EXERCISE DIRECTIONS: Convert the material below into a JSON array of strings, with one string for each line and every blank line omitted.

## start DATASET RECORDS

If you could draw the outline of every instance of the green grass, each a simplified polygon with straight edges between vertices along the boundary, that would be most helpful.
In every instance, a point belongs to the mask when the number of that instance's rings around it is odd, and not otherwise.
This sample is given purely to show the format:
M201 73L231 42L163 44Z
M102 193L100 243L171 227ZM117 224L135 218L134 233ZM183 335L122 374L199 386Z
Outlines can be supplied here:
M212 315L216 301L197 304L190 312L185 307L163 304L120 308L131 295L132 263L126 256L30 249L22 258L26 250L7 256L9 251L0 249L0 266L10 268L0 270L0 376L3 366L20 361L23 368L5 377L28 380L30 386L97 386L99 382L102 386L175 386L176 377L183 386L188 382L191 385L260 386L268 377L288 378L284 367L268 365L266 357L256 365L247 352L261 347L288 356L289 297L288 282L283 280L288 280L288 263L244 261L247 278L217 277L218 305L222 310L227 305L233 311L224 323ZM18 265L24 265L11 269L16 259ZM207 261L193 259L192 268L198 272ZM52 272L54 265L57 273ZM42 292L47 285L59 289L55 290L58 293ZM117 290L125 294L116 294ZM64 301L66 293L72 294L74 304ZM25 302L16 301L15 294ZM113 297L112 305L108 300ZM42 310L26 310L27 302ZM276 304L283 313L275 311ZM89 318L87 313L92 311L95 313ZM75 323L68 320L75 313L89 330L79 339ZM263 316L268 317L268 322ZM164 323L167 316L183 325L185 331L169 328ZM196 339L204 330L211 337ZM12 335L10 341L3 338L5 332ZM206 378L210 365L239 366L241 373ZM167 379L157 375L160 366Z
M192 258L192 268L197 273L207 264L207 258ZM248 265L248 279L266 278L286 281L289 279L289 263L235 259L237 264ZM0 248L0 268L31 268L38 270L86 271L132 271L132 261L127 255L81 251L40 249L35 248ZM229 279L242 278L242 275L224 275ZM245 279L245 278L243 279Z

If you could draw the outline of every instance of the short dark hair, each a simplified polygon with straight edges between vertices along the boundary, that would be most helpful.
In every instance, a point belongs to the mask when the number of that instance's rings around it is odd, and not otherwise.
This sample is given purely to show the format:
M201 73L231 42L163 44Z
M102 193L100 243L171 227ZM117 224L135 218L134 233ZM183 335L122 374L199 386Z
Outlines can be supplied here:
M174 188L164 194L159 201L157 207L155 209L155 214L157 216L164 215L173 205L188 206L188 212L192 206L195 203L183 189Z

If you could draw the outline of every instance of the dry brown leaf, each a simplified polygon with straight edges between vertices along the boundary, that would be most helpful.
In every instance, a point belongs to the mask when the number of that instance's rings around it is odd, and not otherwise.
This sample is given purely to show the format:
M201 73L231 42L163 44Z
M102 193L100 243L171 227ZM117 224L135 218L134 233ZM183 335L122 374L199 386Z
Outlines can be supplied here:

## end DATASET RECORDS

CORRECT RESPONSE:
[
  "If you could draw the outline of every instance of the green grass, each a simplified polygon with straight edges between vertices along the boundary, that would be most helpful.",
  "In every instance, a point belongs to the mask when the number of that instance's rings around it is odd, and not otherwise.",
  "This sample is given purely to show the format:",
  "M201 73L231 42L163 44Z",
  "M102 193L100 243L171 227ZM117 224L135 218L134 233ZM183 335L122 374L199 386Z",
  "Outlines can be supplied here:",
  "M212 315L216 301L197 304L190 312L185 307L163 304L120 308L131 295L132 263L126 256L30 249L22 258L26 250L7 256L9 251L0 249L0 266L10 268L0 270L0 376L3 366L20 361L23 368L5 377L28 380L30 386L97 386L99 382L102 386L175 386L176 377L183 386L188 382L191 385L260 386L268 377L288 378L284 367L268 365L266 357L256 365L247 352L261 347L288 356L289 297L288 282L283 280L288 280L288 263L244 261L247 278L217 277L218 305L222 310L227 305L233 311L224 323ZM18 265L24 265L11 269L16 259ZM207 261L193 259L192 268L198 272ZM52 272L54 265L57 273ZM42 292L47 285L59 289L55 290L58 293ZM117 290L125 294L116 294ZM64 301L66 293L72 294L74 304ZM25 302L16 301L15 294ZM113 297L112 305L108 300ZM42 310L26 310L27 302ZM276 304L283 313L275 311ZM89 318L87 313L92 311L95 313ZM75 323L68 320L75 313L89 330L79 339ZM263 316L268 317L268 322ZM164 323L167 316L183 325L185 331L169 328ZM196 339L204 330L211 337ZM12 335L10 341L3 338L5 332ZM206 378L210 365L239 366L241 373ZM167 379L157 375L160 366Z",
  "M192 258L192 268L197 273L207 264L207 258ZM248 265L248 279L266 278L286 281L289 279L289 263L235 259L237 264ZM0 248L0 268L31 268L38 270L86 271L132 271L132 261L127 255L81 251L40 249L35 248ZM229 279L242 278L242 275L224 275ZM245 279L245 278L243 279Z",
  "If you could draw the outline of every instance of the short dark hair, each a simplified polygon with straight edges between vertices along the boundary, that would be most helpful.",
  "In every instance, a point belongs to the mask when the number of that instance's rings around it is odd, and not otherwise.",
  "This sample is given purely to show the format:",
  "M201 73L231 42L163 44Z",
  "M102 193L100 243L171 227ZM117 224L135 218L134 233ZM183 335L122 374L199 386Z",
  "Outlines can be supplied here:",
  "M174 188L164 194L159 201L157 207L155 209L155 214L157 216L164 215L173 205L188 206L188 212L192 206L195 203L183 189Z",
  "If you could draw the outline of every instance of the dry brown leaf, each a simplified polygon with straight edges between vertices along the boundary, that would be most helpful.",
  "In every instance, a point belongs to the mask when the number of that instance's rings around it is odd, and not otherwise.",
  "This sample is given purely to show the format:",
  "M201 73L231 42L163 44Z",
  "M102 193L100 243L171 227ZM117 224L135 218L134 233ZM183 335L122 374L199 386Z",
  "Outlines can be supplied here:"
]